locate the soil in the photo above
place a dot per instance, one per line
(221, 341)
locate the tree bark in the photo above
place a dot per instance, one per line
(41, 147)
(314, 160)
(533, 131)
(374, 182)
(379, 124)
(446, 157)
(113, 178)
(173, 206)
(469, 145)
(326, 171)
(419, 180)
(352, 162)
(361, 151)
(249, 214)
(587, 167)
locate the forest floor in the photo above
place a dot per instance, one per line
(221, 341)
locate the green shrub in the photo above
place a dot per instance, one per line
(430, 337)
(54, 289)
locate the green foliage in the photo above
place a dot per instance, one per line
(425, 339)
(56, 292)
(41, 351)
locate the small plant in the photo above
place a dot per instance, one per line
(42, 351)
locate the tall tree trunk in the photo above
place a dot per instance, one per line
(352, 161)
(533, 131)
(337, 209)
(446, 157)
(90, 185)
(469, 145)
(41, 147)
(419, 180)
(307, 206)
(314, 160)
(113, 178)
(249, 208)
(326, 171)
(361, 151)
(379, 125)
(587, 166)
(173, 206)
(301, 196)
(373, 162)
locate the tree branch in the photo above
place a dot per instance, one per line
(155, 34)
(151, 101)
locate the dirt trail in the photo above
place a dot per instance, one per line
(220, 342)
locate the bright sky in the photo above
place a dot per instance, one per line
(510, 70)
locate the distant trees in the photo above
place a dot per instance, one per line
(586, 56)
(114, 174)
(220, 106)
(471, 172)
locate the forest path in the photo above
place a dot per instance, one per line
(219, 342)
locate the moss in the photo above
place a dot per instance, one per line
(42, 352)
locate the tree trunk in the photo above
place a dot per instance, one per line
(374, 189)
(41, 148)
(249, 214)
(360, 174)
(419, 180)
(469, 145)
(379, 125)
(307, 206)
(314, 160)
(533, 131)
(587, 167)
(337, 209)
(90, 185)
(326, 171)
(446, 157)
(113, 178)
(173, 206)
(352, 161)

_GOAL_
Return every line of the records above word for word, keeping their order and changing nothing.

_ANSWER IN FULL_
locate the soil in the photo above
place a dot per instance, one per line
(221, 341)
locate the tree bark in the photo above
place a dot per instance, one per line
(41, 147)
(314, 160)
(533, 131)
(374, 182)
(379, 124)
(446, 157)
(113, 178)
(173, 206)
(469, 145)
(326, 171)
(419, 180)
(352, 162)
(361, 151)
(249, 214)
(587, 167)
locate the forest floor in the photo above
place a dot per instance, one per line
(221, 341)
locate the green shrub in the photo above
place a dot per instance, one per line
(430, 337)
(54, 289)
locate the green foliage in the photo above
place a dot per instance, one per line
(425, 339)
(56, 292)
(41, 351)
locate the small plant in the photo above
place a dot per instance, one per line
(42, 351)
locate the tall tree trunk in the photo above
place a dot per instance, one per line
(352, 161)
(533, 131)
(337, 209)
(446, 157)
(90, 185)
(469, 145)
(41, 147)
(419, 180)
(307, 206)
(314, 160)
(113, 178)
(249, 208)
(326, 171)
(361, 151)
(379, 125)
(587, 166)
(173, 206)
(301, 196)
(373, 162)
locate the tree branch in the photo above
place a dot per instance, one per line
(155, 34)
(151, 101)
locate the dirt trail in the photo above
place a dot per instance, one per line
(220, 342)
locate the bright sky in the photo above
place a dot per instance, one per line
(510, 70)
locate the distant trees in the photo above
place a dot per instance, one per line
(586, 56)
(114, 174)
(220, 106)
(471, 172)
locate the forest path in the photo above
place a dot per instance, one per line
(219, 342)
locate the moss in the photo above
place a dot per instance, one per line
(42, 352)
locate the tree trunk in the photo above
place a dot per instance, one per line
(374, 189)
(41, 148)
(249, 214)
(360, 174)
(419, 180)
(469, 145)
(379, 125)
(307, 206)
(314, 160)
(533, 131)
(587, 167)
(337, 209)
(90, 185)
(326, 171)
(446, 157)
(113, 178)
(173, 206)
(352, 161)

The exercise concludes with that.